» EXCERPTED PASSAGE

^^^^

The Company's fixed maturity securities portfolio consists primarily of
mortgage-backed securities and corporate bonds, comprising 68.5% and 28.7% of
the portfolio at September 30, 1995, respectively. Investment purchases are
made with the intention of holding fixed maturity securities until maturity.
Prior to January 1, 1994, securities were generally carried at cost adjusted
for discount accretion and premium amortization. At September 30, 1995, the
amortized cost of the Company's fixed maturity portfolio was $1.2 billion,
consisting primarily of $788.5 million in mortgage-backed securities and $330.6
million in corporate bonds. At September 30, 1995, bonds with an amortized
cost of approximately $1.1 billion or 95.5% of the Company's portfolio of fixed
maturity securities were classified in an available-for-sale category and the
carrying value adjusted to fair value by means of an adjustment to
stockholder's equity. The remainder of the portfolio consists primarily of
private placement investments traded directly and are classified as
held-to-maturity and valued at cost. At September 30, 1995, the Company owned
$.9 million in equity securities classified as trading securities. The pre-tax
net unrealized gain in the available-for-sale fixed maturity and equity
portfolio (fair value over amortized cost) at September 30, 1995, was $19.4
million, compared to a pre-tax unrealized loss of $72.1 million at December 31,
1994.
The Company has an investment in certain limited partnerships which were
formed for the purpose of participating in privately placed mezzanine
investments. These investments generally include higher risk subordinated debt
combined with equity securities. The partnerships are carried on an equity
basis of $24.3 million and $26.7 million at September 30, 1995 and December 31,
1994, respectively. Income attributable to the partnerships for the first nine
months of 1995 was $5.7 million and $.5 million for the same period of 1994.
LIQUIDITY AND CAPITAL RESOURCES
The Company's principal cash requirements consist of funding the payment of
policyholder claims and surrenders. Liquidity requirements for the Company's
operations are generally met by funds provided from the sale of annuities and
cash flow from its investments in fixed income securities and mortgage loans.
Net cash flow from annuity operations is used to build the Company's
investment portfolio, which in turn produces future cash flows from investment
income and provides a secondary source of liquidity. Net cash provided by
operating activities for the first nine months of 1995 and 1994 was
approximately $73.3 million and $49.1 million, respectively, resulting
primarily from cash earnings on investments. The Company monitors available
cash and cash equivalents to maintain adequate balances for current payments
while maximizing cash available for longer term investment activities. The
Company's financing activities during the first nine months of 1995 and 1994
reflect cash received primarily from sales by the Company of its annuity
products of approximately $111 million and $187 million, respectively. The
Company believes that the decrease in annuity sales in the first nine months of
1995 compared to the same period of 1994 is due in part to the interest rate
environment, particularly the relative relationship between short term and
intermediate term interest rates, and to the focus of the Company's resources
on development of its variable annuity product. In addition, a financial
institution which produced approximately 10% of the Company's annuity sales in
1994 discontinued the sale of annuities of the Company in 1995 subsequent to
the merger of such financial institution. As reflected in the net cash used by
investing activities during the same periods, investment purchases were
approximately $1.1 billion and $.9 billion, respectively, reflecting the
investment of these funds and the reinvestment of proceeds from maturities of
investment. Cash used by financing activities during the first three quarters
of 1995 and 1994 also reflects payments of $167 million and $141 million,
respectively, primarily on annuity products resulting from policyholder
surrenders and claims. The increase in annuity surrenders during the first
nine months of 1995 was expected, due in part to an increase in the amount of
annuity policies which were beyond the surrender penalty period and to the
general interest rate environment during this period. The interest margin on
the Company's annuity liabilities during the nine months ended September 30,
1995 was 2.41% compared to 2.80% during the same period of 1994. Investments
at September 30, 1995, included approximately $315.5 million in home equity and
commercial mortgage loans, and the amortized cost of the bond portfolio
included $362.9 million in corporate and government bonds and private debt
placements and $788.5 million in mortgage-backed securities.

^^^^

» TASKS TO COMPLETE
1 - According to the excerpted passage, what was the interest margin on the Company's annuity liabilities during the nine months ended September 30, 1995?
2 - Duplicate the excerpted passage starting at "The Company has" and ending at "and mortgage loans.".
3 - Name every category that the excerpted passage says the Company's securities are classified in.

» EXCERPTED RECORDS
^^^^

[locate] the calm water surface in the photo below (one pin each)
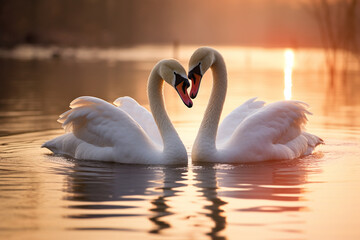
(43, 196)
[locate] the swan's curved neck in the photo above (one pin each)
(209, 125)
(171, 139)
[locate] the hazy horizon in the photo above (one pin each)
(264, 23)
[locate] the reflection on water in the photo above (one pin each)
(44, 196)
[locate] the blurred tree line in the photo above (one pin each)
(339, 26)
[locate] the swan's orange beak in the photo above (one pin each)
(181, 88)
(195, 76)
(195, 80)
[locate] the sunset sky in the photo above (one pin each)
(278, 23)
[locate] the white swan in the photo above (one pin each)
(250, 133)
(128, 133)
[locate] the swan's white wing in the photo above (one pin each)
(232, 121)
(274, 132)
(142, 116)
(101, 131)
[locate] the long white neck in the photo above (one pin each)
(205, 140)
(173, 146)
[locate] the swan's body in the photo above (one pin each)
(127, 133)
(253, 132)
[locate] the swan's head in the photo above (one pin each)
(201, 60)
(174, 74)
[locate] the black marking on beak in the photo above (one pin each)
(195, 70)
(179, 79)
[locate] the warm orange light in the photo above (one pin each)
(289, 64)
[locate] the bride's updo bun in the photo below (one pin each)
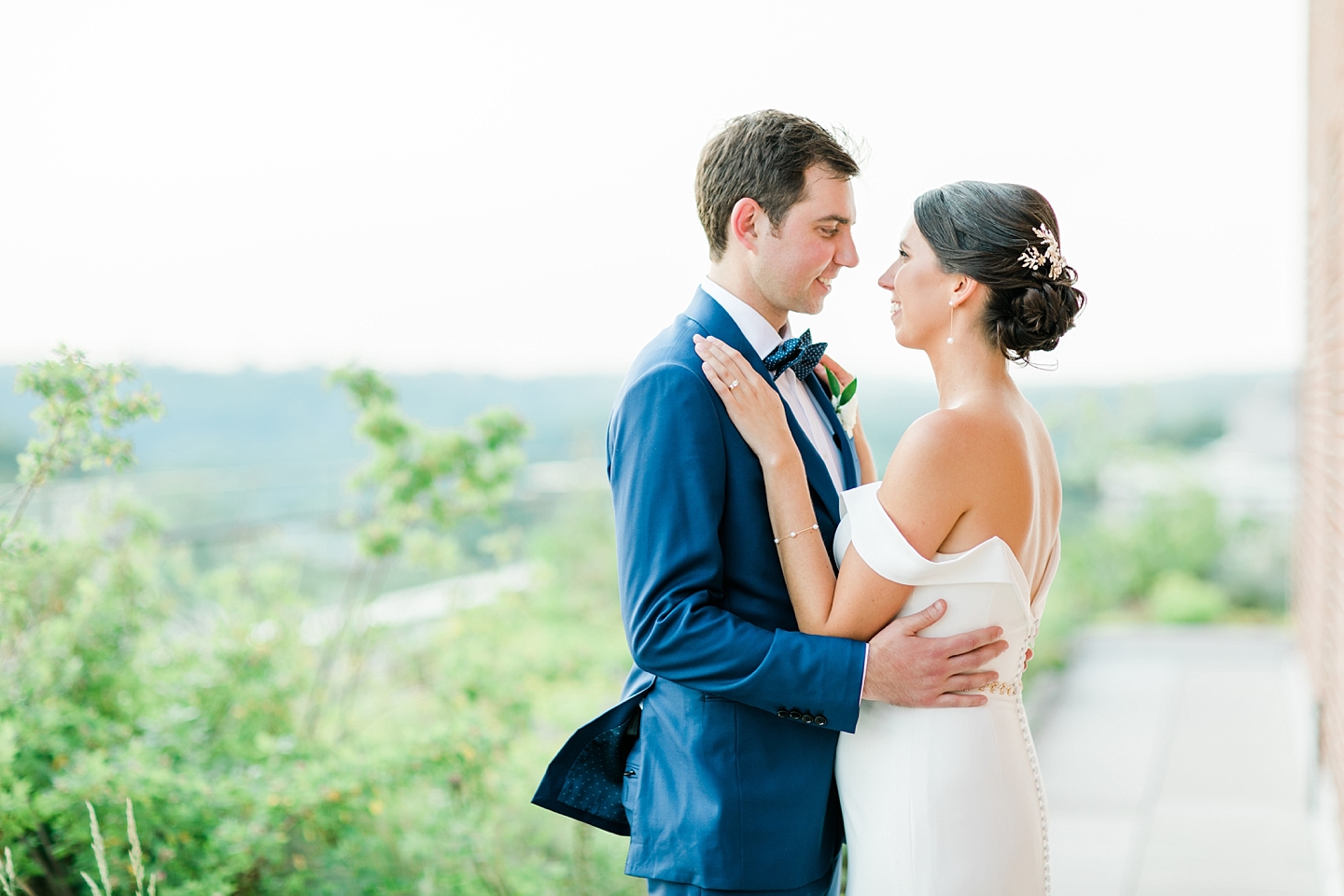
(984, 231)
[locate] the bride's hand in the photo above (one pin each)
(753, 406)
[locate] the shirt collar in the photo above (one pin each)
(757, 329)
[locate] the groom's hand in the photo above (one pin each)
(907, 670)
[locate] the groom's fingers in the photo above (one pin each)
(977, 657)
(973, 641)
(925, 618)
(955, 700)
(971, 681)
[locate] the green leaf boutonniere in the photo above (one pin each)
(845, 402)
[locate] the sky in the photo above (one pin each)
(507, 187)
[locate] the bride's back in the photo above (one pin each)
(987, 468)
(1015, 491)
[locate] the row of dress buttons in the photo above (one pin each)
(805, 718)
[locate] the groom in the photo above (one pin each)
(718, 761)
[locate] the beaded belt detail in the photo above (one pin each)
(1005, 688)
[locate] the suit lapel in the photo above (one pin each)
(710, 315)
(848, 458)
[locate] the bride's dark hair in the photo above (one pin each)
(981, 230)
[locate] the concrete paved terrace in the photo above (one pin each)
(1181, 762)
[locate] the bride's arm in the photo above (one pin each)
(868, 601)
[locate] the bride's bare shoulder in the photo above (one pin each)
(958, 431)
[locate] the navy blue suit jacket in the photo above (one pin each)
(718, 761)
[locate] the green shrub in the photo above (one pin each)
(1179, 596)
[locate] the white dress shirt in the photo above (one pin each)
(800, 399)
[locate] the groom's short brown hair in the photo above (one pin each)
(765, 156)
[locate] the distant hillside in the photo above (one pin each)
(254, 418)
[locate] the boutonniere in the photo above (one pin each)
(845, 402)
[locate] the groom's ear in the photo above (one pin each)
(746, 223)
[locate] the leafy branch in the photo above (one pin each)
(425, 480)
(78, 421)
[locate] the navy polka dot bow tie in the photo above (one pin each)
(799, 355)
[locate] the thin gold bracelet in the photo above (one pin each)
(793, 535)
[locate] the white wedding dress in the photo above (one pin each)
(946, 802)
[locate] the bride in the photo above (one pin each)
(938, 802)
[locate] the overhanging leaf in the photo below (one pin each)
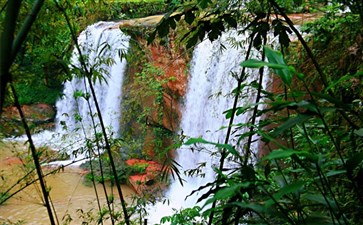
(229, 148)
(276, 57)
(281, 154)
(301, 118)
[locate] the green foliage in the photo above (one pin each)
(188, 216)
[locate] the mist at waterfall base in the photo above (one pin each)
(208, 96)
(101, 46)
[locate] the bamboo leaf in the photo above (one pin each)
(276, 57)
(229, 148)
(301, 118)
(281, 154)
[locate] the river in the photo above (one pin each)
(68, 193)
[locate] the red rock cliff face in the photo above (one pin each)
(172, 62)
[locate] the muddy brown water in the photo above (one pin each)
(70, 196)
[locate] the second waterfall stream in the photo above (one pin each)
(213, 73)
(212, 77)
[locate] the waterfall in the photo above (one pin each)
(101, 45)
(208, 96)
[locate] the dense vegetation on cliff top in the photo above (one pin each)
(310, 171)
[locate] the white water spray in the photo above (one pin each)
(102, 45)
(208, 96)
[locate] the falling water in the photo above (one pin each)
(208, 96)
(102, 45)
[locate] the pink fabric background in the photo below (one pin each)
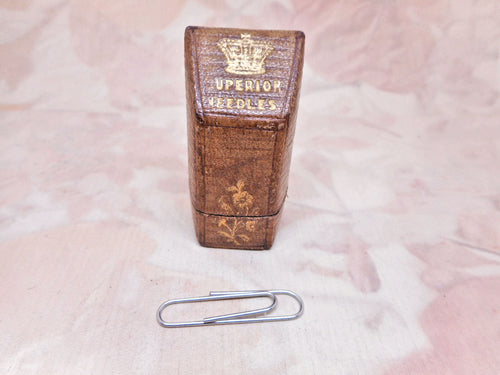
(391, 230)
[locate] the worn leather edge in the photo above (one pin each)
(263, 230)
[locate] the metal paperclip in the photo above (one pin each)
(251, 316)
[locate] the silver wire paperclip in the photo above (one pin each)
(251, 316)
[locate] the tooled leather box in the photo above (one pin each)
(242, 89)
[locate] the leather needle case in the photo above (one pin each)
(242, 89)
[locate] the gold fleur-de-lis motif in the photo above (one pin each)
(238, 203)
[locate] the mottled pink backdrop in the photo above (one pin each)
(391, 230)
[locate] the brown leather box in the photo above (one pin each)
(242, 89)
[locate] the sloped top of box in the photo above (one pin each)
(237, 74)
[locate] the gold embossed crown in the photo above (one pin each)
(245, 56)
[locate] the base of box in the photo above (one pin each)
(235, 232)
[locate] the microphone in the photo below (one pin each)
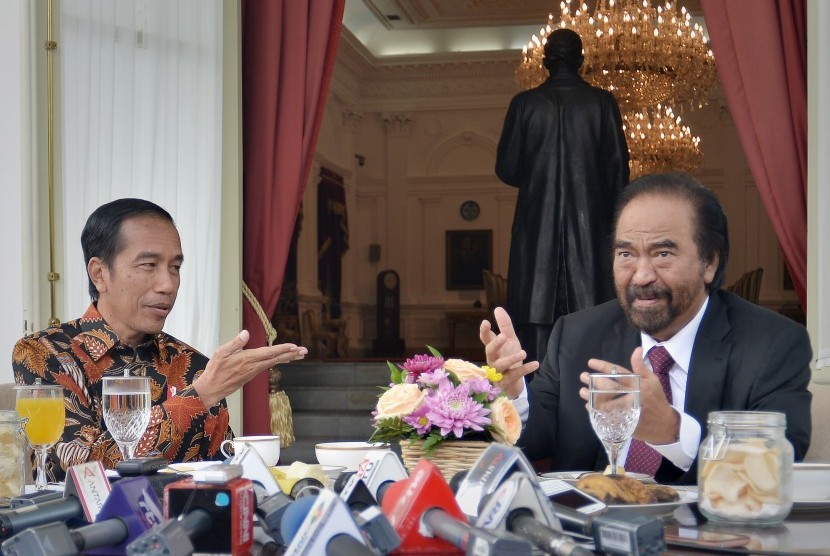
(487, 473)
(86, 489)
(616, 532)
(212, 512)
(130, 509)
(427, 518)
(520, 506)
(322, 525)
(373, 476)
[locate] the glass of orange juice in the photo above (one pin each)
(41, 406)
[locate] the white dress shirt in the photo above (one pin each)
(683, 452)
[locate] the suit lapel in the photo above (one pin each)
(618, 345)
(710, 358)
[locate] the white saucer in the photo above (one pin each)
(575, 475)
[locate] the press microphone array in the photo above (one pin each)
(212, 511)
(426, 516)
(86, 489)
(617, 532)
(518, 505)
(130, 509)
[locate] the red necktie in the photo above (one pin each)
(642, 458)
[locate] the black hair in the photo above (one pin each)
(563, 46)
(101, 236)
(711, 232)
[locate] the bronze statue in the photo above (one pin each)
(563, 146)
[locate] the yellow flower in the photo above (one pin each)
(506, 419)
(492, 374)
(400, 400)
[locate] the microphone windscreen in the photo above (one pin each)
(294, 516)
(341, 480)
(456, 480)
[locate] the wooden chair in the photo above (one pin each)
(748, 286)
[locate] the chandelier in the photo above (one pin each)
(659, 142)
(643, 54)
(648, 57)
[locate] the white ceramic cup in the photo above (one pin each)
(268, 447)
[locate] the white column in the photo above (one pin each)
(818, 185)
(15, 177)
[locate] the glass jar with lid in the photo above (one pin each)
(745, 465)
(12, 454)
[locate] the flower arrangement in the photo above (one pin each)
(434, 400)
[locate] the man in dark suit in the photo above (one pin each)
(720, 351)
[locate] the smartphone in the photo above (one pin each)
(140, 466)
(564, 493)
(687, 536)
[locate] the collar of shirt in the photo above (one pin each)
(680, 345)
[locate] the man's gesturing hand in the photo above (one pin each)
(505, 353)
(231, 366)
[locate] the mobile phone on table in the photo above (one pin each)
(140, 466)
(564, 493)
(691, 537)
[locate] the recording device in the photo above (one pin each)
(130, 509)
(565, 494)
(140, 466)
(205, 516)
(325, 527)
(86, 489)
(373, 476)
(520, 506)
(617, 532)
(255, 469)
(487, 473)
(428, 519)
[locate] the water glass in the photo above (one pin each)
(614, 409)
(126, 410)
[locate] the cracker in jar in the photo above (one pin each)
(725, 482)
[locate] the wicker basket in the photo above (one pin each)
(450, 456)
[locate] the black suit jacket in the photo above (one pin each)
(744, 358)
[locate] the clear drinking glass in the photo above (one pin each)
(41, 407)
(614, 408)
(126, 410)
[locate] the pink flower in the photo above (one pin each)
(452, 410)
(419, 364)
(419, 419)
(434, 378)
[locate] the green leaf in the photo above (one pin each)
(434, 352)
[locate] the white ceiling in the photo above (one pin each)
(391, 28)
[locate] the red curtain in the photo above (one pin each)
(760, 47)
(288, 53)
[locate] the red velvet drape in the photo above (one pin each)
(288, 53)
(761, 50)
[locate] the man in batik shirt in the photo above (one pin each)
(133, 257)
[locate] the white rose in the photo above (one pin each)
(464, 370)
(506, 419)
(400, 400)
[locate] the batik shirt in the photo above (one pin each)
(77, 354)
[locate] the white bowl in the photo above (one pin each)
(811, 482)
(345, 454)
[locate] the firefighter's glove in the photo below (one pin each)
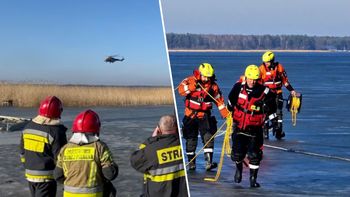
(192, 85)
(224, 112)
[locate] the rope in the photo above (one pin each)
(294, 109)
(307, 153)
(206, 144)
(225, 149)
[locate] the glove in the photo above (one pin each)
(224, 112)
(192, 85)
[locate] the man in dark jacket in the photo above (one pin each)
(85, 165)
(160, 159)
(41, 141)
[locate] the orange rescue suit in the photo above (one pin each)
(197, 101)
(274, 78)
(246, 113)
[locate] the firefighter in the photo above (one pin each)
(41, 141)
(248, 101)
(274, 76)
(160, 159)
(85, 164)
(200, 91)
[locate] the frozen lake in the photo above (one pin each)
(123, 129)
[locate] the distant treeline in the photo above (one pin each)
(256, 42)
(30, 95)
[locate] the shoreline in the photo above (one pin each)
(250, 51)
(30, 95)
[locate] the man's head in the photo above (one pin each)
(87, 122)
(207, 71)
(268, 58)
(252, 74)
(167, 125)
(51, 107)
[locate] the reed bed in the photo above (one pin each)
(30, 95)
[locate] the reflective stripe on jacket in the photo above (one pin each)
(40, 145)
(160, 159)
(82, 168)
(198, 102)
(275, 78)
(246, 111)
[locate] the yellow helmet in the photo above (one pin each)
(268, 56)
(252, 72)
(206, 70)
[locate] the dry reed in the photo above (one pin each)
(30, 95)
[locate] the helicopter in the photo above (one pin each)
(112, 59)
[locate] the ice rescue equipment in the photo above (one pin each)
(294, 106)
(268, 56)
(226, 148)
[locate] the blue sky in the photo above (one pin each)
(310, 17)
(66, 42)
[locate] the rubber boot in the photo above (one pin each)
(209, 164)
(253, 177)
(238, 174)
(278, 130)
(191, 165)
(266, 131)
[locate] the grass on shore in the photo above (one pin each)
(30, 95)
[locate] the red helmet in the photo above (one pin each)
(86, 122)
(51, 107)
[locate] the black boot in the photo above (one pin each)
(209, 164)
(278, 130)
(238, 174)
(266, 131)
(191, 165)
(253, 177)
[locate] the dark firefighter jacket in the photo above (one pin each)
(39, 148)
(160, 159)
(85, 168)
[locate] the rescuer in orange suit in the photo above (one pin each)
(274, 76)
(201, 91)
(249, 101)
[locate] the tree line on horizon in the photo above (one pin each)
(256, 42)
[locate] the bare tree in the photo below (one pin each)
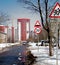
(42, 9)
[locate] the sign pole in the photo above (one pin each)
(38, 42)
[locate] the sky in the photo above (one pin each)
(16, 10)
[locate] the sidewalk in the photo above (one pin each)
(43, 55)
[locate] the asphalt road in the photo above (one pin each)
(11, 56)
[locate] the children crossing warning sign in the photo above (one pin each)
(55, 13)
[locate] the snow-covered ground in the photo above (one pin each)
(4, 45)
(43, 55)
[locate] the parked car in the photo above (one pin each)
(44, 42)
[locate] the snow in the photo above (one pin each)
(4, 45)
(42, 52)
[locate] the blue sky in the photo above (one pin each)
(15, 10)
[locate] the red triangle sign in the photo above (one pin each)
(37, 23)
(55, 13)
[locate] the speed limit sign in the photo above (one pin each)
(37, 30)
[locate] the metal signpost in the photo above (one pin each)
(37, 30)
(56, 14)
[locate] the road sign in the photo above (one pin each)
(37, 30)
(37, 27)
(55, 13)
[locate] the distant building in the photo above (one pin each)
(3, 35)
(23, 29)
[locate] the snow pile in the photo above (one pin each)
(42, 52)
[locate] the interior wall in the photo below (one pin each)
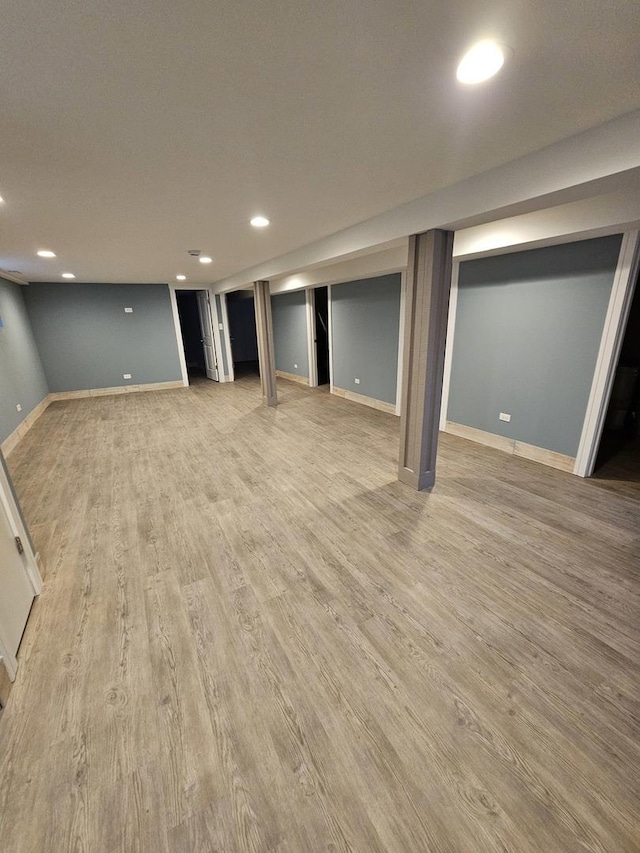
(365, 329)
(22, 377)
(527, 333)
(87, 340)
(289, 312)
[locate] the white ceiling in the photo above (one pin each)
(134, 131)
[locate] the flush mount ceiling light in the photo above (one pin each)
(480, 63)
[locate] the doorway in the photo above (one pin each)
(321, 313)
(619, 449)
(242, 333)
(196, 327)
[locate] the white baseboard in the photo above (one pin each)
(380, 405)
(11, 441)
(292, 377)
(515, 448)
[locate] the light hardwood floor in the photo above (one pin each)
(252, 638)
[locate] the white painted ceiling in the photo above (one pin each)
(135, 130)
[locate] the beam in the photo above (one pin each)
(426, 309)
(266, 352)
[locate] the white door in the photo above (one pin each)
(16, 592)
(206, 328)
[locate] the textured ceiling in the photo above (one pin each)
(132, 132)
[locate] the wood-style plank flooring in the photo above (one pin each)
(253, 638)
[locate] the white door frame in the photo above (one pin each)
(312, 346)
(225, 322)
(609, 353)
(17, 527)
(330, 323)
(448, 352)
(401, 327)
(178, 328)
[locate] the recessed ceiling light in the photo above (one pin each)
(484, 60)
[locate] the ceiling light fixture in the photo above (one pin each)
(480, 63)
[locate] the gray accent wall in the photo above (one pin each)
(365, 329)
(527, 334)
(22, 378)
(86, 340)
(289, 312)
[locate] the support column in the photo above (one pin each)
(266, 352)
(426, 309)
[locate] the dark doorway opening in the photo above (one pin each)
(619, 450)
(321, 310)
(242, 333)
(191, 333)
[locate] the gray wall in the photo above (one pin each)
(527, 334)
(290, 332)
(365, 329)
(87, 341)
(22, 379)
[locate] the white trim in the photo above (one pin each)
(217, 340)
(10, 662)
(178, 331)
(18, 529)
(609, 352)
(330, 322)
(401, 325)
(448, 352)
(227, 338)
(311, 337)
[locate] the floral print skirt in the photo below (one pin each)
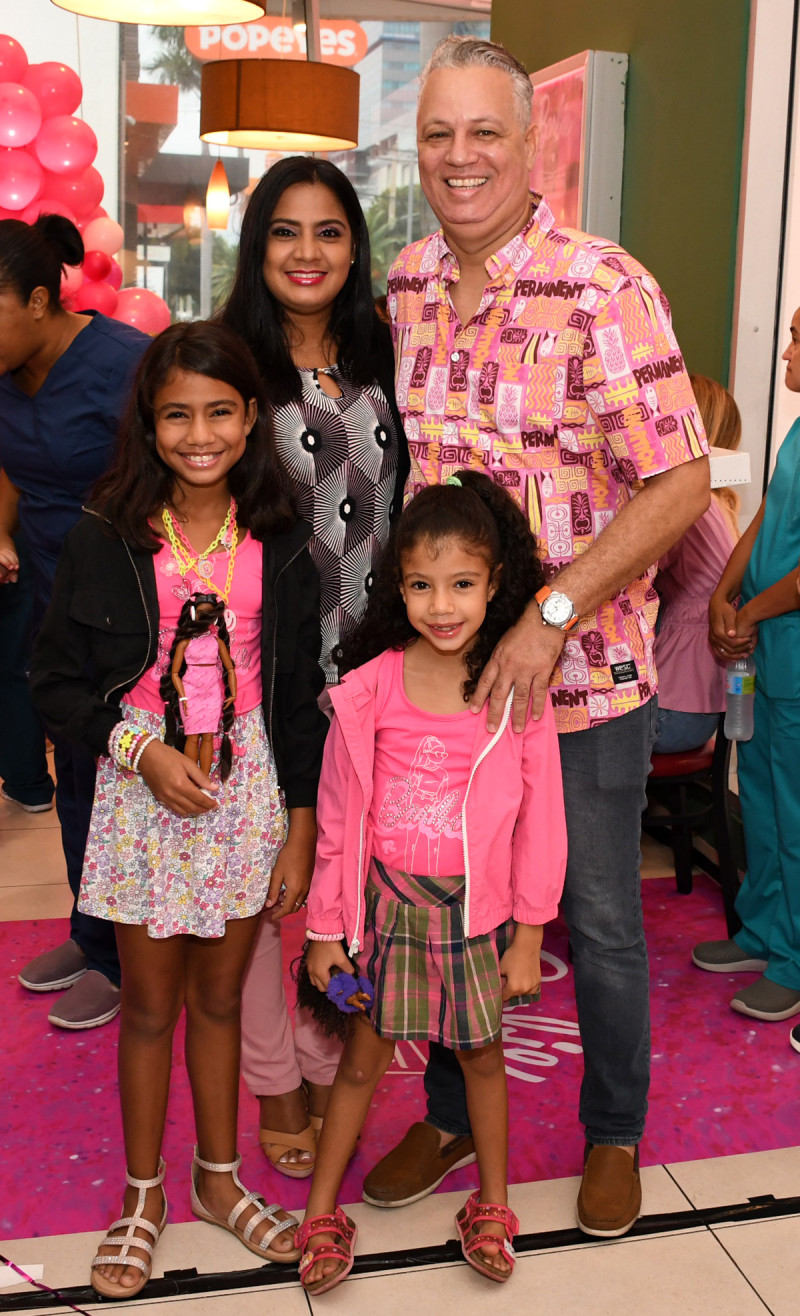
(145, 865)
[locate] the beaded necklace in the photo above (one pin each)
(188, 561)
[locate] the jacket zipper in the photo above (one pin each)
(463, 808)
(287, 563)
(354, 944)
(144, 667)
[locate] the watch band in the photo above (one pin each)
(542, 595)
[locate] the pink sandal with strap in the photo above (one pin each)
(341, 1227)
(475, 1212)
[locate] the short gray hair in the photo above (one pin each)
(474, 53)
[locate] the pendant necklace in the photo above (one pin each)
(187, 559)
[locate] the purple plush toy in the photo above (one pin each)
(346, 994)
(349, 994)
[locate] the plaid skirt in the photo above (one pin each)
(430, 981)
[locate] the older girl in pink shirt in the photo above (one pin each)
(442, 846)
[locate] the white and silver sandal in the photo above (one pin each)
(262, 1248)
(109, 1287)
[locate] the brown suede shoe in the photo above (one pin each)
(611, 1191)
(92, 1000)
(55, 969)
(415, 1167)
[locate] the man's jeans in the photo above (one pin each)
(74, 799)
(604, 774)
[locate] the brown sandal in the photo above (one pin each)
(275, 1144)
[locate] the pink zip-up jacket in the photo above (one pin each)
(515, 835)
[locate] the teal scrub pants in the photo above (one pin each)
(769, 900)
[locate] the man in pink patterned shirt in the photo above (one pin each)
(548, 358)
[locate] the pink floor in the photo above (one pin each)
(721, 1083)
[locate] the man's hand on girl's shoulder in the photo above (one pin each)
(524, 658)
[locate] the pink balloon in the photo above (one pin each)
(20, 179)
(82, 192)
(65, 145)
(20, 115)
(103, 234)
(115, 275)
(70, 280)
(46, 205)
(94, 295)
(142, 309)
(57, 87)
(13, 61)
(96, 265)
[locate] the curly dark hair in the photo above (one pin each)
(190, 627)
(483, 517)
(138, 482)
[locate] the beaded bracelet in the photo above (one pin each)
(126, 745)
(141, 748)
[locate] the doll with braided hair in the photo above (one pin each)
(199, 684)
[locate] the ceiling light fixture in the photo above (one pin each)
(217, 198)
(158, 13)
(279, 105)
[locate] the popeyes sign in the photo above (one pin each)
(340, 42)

^^^^

» ANSWERS TO EACH TASK
1 - 2.41%

2 -
The Company has an investment in certain limited partnerships which were
formed for the purpose of participating in privately placed mezzanine
investments. These investments generally include higher risk subordinated debt
combined with equity securities. The partnerships are carried on an equity
basis of $24.3 million and $26.7 million at September 30, 1995 and December 31,
1994, respectively. Income attributable to the partnerships for the first nine
months of 1995 was $5.7 million and $.5 million for the same period of 1994.
LIQUIDITY AND CAPITAL RESOURCES
The Company's principal cash requirements consist of funding the payment of
policyholder claims and surrenders. Liquidity requirements for the Company's
operations are generally met by funds provided from the sale of annuities and
cash flow from its investments in fixed income securities and mortgage loans.

3 -
- available-for-sale
- held-to-maturity
- trading securities